--- RECORDS FOR THIS TASK ---

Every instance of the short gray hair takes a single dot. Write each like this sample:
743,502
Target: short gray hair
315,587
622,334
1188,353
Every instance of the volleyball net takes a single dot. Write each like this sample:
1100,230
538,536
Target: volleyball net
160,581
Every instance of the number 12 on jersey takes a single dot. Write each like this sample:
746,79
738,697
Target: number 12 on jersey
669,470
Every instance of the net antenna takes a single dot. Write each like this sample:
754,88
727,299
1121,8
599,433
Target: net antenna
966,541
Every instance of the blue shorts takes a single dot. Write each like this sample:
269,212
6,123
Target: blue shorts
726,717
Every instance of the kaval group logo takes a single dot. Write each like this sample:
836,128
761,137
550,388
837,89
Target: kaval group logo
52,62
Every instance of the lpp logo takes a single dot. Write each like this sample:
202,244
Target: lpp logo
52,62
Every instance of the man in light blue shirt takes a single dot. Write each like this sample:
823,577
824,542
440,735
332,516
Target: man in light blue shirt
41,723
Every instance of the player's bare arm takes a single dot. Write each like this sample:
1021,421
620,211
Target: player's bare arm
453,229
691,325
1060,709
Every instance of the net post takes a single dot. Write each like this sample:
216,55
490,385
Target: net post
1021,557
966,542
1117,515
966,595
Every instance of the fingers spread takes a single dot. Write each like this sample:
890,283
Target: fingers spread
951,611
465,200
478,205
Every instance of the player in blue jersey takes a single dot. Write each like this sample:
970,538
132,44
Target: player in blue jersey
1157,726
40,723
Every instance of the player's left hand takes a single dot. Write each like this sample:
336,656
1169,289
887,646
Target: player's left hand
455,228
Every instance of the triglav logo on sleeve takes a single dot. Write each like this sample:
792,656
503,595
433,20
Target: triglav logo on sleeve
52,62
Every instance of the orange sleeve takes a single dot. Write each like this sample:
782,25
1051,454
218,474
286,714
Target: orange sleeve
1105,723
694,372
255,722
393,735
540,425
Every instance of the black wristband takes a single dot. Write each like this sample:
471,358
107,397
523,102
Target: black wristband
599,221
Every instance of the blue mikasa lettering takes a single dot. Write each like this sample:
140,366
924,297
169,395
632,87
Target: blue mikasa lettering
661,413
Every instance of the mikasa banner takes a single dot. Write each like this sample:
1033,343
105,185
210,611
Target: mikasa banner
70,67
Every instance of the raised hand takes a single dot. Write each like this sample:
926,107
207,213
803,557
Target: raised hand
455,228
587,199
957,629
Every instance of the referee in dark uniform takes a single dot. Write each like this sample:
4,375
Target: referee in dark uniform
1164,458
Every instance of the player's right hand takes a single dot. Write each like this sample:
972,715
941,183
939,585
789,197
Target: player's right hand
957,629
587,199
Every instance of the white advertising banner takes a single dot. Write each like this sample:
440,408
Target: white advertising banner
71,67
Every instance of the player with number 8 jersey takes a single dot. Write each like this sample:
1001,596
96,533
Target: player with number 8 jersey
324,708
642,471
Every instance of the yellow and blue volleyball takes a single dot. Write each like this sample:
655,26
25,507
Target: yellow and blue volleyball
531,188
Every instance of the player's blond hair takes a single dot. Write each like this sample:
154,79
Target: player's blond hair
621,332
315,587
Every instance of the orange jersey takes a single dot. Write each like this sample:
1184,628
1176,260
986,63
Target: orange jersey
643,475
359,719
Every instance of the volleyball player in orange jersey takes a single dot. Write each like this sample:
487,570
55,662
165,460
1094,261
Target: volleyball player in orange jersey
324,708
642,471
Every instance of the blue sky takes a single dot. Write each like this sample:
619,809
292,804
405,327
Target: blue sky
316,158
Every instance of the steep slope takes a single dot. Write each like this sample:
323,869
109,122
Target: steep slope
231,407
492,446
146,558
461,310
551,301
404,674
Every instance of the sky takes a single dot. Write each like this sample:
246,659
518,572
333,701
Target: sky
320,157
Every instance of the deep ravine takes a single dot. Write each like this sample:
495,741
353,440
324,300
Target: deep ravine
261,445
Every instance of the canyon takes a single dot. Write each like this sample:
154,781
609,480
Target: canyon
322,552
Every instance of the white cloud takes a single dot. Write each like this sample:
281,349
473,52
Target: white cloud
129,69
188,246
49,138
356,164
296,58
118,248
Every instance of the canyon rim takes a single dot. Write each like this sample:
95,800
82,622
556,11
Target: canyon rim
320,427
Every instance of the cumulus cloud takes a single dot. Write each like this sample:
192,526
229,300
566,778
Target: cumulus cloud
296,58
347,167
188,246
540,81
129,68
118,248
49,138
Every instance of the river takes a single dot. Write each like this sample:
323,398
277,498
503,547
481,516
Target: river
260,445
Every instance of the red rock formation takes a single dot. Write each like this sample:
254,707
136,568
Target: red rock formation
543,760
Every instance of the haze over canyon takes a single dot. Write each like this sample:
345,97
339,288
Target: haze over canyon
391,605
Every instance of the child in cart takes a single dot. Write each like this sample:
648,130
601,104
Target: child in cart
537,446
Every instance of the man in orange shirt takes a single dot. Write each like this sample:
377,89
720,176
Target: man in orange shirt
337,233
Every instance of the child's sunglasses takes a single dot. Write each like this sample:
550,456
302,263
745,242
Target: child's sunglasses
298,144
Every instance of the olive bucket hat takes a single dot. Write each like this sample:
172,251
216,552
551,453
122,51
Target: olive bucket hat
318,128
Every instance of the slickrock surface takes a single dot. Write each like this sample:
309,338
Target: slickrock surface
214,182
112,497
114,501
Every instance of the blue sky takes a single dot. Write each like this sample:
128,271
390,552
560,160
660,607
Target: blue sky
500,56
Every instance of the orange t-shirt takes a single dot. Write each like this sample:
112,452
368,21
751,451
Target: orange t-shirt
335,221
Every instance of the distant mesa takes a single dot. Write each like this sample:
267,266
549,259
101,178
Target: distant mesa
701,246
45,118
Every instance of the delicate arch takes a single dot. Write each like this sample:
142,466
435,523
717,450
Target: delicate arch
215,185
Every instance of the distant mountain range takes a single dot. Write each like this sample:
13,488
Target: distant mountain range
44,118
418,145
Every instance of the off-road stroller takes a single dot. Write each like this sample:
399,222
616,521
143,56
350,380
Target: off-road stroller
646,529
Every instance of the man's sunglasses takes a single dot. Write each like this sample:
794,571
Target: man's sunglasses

---

Rewrite every line of the listing, starting at the line containing "Every instance of the river" and ending with the last line of the listing. Multiply each answer coordinate by 1.25 and round it to a whole number with halves rounded up, and leave all other lines and numbers unchanged.

Every instance of the river takes a single dot. Write each like this sample:
323,398
277,498
503,547
481,516
Target: river
325,556
Every instance of the red rock formation takes a single dot. Write each like this sample:
254,707
136,568
Target: red rock formation
679,950
Every instance of the haze over canyon takes a single dot. Write each like this sample:
345,97
339,288
Target: haze over canyon
489,756
Every instance of the child in cart takes a single dot. Write each like this sample:
648,130
601,104
Target: child in cart
671,558
Every instance of the man in orange shirt takes a single dot. Write each like this sample:
377,89
720,176
Target: man in orange shirt
421,291
Every instance of the child's sunglasses takes a single dot. Write each like this sample:
550,456
302,263
745,242
Target: child's sunglasses
373,180
Every instance of the olive bucket hat takes a single dot. Write each like this sample:
172,251
216,552
551,453
122,51
Target: olive bucket hat
398,160
Every instance of the slickrock surface takes a single dot. Write each like this sample:
309,338
Target: slickrock surface
268,228
140,621
143,626
Every instance of the blue sky takes a single dot. Write each like this sample:
128,271
390,552
560,160
660,607
Target: blue sky
625,70
Every instance of the orange t-shirt takes a single dot. Write each like this sample:
112,452
368,21
751,451
Target: orange t-shirt
419,276
Every instance of the distant mesa takes a single dot. Write each like this sample:
267,266
549,259
101,178
Target: distant mesa
876,308
56,148
Every instance of the delicate arch takes a single dot. Write each like this sample:
142,466
435,523
717,450
Target: delicate arch
269,231
Every instance of the distant mountain range takes a single dot. Write each like this sample:
13,488
Target: distant mountain range
55,148
523,181
Every instance of the off-road stroller takes a single dot. Write each like this sample:
399,222
616,521
143,56
350,380
Target: off-road stroller
808,661
Every instance of the man's sunglasses takes a single dot. Write each like this sample:
794,571
Target: man's sunglasses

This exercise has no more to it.